Copy the lines below word for word, starting with the line that contains "Each instance of the lake water" and going on through the line that contains "pixel 1328 332".

[start of Records supplied]

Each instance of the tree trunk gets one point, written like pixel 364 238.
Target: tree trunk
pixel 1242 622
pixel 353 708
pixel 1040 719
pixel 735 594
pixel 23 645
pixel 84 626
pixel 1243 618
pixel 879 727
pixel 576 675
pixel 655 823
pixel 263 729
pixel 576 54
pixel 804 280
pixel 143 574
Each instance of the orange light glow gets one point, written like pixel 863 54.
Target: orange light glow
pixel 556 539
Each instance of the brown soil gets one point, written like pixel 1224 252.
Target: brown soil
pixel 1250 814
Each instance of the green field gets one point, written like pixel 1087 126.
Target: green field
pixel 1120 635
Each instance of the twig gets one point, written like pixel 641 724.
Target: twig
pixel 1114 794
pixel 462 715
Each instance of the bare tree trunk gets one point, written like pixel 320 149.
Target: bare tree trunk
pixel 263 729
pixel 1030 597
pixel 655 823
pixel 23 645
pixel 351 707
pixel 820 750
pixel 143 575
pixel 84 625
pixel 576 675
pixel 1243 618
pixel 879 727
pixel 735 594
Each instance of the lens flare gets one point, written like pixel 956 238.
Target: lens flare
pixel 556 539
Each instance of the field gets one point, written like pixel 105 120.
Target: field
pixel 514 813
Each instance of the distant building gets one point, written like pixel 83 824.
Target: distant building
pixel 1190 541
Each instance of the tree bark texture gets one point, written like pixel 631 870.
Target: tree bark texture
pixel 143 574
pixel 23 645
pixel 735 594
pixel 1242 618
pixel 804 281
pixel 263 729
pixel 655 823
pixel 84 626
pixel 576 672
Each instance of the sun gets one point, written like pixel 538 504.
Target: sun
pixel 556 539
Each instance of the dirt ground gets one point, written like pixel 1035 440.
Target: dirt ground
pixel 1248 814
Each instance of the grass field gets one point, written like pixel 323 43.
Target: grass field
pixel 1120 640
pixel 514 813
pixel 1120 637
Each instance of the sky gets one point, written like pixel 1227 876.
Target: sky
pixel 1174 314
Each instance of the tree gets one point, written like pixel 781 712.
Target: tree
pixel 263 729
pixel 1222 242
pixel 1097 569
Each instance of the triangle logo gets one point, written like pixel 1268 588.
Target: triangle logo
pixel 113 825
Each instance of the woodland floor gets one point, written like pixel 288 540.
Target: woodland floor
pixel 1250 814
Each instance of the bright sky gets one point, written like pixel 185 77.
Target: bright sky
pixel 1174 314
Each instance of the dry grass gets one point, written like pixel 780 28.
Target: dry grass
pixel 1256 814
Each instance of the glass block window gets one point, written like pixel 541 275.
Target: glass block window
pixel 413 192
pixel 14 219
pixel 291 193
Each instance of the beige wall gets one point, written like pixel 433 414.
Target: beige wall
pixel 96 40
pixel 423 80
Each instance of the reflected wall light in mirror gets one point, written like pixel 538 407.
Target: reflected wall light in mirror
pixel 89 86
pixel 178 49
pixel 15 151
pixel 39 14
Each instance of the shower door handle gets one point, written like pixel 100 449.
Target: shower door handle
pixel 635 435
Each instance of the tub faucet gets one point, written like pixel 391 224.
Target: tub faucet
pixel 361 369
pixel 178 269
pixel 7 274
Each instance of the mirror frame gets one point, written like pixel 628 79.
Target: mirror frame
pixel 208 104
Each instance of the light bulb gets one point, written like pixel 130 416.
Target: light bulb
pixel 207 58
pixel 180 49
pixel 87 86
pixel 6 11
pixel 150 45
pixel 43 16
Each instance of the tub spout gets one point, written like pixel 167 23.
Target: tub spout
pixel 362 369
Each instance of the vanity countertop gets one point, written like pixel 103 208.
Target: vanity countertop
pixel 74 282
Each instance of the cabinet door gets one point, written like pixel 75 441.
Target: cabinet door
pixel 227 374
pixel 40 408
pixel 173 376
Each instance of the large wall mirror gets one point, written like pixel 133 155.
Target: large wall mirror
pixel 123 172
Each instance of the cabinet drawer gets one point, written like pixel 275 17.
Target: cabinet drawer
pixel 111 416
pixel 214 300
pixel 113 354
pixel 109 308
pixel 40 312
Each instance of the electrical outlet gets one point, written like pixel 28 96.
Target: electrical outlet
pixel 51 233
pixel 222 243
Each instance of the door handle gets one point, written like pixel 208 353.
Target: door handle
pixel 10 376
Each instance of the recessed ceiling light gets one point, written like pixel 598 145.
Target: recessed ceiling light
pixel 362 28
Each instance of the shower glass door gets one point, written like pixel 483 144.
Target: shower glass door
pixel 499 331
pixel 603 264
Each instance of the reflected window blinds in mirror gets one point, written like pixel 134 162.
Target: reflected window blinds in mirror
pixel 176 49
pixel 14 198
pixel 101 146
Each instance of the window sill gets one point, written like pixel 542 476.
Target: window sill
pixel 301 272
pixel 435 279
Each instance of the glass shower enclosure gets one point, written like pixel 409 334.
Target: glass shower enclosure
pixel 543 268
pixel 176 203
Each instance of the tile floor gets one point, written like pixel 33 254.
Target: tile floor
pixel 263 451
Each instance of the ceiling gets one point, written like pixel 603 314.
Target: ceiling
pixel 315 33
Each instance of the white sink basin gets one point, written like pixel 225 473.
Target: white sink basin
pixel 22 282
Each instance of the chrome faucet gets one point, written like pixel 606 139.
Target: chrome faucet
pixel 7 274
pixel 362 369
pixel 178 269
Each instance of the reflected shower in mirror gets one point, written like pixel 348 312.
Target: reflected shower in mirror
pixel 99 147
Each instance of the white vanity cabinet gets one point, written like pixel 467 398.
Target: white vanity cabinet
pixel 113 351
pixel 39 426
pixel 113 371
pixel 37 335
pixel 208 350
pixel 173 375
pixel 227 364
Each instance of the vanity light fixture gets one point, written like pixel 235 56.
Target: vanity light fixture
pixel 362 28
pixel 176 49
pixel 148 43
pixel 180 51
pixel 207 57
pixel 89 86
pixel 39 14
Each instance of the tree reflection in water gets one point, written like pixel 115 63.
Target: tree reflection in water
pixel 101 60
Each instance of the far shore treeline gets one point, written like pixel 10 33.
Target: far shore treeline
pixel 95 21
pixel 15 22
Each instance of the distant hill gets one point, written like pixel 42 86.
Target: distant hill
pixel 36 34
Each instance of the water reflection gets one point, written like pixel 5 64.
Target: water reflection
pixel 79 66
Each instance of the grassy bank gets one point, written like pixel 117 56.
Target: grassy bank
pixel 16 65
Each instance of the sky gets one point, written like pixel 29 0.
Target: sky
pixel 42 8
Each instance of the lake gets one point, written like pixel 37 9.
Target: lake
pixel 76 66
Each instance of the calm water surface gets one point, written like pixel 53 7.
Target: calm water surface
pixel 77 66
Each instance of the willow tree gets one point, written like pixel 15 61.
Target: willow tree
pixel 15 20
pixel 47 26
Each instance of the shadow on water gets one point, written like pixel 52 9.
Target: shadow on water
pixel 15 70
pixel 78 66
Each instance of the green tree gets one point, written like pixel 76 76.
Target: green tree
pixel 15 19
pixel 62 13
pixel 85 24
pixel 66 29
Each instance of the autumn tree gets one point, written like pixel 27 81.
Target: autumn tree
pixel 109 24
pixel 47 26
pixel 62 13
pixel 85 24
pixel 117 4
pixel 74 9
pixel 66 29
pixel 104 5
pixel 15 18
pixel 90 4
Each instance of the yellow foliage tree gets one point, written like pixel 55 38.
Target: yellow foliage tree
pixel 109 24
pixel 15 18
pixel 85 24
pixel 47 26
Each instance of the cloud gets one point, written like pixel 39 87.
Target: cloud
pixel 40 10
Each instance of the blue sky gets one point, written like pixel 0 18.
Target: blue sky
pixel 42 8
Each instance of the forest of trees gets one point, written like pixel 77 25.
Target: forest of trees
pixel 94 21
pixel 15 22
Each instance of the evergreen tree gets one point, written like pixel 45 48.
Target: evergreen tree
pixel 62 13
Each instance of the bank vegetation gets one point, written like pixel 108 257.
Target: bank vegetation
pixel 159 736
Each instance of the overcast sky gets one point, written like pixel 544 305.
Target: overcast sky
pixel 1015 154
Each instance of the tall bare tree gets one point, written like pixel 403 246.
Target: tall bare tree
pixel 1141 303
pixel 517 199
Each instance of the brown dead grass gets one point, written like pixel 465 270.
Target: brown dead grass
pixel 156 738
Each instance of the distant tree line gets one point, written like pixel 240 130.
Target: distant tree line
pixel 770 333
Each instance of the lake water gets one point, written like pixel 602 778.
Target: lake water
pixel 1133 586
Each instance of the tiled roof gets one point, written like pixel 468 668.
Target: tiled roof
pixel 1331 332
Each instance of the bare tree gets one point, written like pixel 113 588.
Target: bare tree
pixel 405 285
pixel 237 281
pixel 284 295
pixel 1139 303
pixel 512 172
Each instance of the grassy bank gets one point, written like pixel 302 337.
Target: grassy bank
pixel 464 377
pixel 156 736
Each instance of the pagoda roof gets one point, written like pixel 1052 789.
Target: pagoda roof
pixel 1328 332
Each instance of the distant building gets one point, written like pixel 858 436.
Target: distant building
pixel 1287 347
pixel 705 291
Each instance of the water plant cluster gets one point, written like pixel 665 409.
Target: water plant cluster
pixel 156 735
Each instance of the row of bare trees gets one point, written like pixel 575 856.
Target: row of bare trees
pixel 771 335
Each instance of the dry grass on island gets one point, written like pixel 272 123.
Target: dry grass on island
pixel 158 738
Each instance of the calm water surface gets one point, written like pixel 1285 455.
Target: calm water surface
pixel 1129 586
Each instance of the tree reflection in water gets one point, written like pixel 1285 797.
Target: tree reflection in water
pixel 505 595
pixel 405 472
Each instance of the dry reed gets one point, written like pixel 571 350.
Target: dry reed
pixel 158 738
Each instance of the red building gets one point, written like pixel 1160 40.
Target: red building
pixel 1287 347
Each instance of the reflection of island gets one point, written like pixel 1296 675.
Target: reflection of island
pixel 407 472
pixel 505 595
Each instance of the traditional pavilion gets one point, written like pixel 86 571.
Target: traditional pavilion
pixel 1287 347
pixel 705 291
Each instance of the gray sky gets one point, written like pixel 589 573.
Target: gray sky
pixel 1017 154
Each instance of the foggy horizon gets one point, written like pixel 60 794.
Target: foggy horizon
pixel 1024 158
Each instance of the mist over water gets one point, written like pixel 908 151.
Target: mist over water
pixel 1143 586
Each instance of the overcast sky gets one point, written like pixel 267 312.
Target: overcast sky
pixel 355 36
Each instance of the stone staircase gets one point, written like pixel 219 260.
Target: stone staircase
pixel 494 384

[end of Records supplied]

* [Solution]:
Each instance of the lake water gets one point, written like pixel 602 778.
Target: lake water
pixel 1133 586
Each instance of the tiled roof gets one point, written like pixel 468 668.
Target: tiled roof
pixel 1331 332
Each instance of the bare tree gets one point, written like pixel 113 588.
Target: bare tree
pixel 405 285
pixel 237 281
pixel 284 295
pixel 1139 303
pixel 512 172
Each instance of the grassy bank gets one point, written like pixel 302 337.
Target: grassy bank
pixel 464 377
pixel 156 736
Each instance of the pagoda roof gets one point, written like pixel 1052 789.
Target: pagoda roof
pixel 1328 332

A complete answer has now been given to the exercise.